Directions
Please return the lines of the data below, word for word, from the first line through the line containing "find | windshield hinge".

○ ○ ○ ○

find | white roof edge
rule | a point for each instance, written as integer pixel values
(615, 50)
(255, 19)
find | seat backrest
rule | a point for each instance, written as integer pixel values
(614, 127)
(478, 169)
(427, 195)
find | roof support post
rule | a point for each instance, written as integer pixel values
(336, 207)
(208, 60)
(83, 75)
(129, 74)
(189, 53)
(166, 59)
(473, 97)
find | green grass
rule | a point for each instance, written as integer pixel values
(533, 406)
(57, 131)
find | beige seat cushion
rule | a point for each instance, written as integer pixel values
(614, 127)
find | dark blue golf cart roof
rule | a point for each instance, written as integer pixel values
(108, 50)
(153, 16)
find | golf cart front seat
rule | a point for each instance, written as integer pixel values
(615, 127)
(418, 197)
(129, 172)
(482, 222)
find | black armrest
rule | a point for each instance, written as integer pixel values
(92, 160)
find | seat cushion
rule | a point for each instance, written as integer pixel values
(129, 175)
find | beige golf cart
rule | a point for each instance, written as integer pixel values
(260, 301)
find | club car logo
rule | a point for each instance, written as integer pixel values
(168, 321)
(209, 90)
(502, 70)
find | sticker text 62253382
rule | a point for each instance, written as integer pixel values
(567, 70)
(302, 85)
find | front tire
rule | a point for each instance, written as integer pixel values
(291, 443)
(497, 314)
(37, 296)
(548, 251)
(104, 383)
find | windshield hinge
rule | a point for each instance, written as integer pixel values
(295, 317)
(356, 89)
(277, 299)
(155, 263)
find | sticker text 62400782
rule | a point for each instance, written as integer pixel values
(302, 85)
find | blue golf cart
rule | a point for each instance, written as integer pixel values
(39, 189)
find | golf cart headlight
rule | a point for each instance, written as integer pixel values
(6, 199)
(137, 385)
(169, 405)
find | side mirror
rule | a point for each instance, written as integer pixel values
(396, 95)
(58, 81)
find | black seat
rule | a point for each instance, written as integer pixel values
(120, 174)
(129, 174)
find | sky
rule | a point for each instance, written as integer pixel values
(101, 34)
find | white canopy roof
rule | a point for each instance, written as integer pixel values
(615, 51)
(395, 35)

○ ○ ○ ○

Response to this exercise
find | white roof edge
rule | a point for each instance, written as integer pixel values
(615, 50)
(255, 19)
find | seat backrest
rule | a point for each instance, written as integer pixel values
(614, 127)
(478, 169)
(427, 195)
find | roof support post
rule | a point for each instance, written as integer pixel values
(336, 207)
(208, 60)
(83, 75)
(129, 74)
(189, 53)
(166, 59)
(473, 97)
find | green grass
rule | a point for each instance, written as integer pixel values
(533, 406)
(57, 131)
find | beige seat cushion
rule | a point for each instance, written as integer pixel values
(614, 127)
find | dark blue golf cart roof
rule | a point for each instance, written as integer pixel values
(108, 50)
(153, 16)
find | golf cart front seat
rule | a point for each instance, written as integer pixel values
(615, 127)
(418, 197)
(129, 172)
(482, 222)
find | black armrest
rule | a point for each instance, written as integer pixel values
(92, 160)
find | seat cushion
rule | a point for each instance, written as integer pixel values
(129, 175)
find | beige golf cart
rule | a point for each instance, written as integer pixel values
(260, 301)
find | club car logo
rule | a point for each instance, written as integer pixel values
(168, 321)
(209, 90)
(502, 70)
find | sticker text 62253382
rule | a point for each instance, written as integer pixel values
(567, 70)
(302, 85)
find | front tire
rule | a point for each instance, written as integer pixel values
(291, 443)
(497, 314)
(37, 296)
(548, 251)
(104, 383)
find | windshield hinge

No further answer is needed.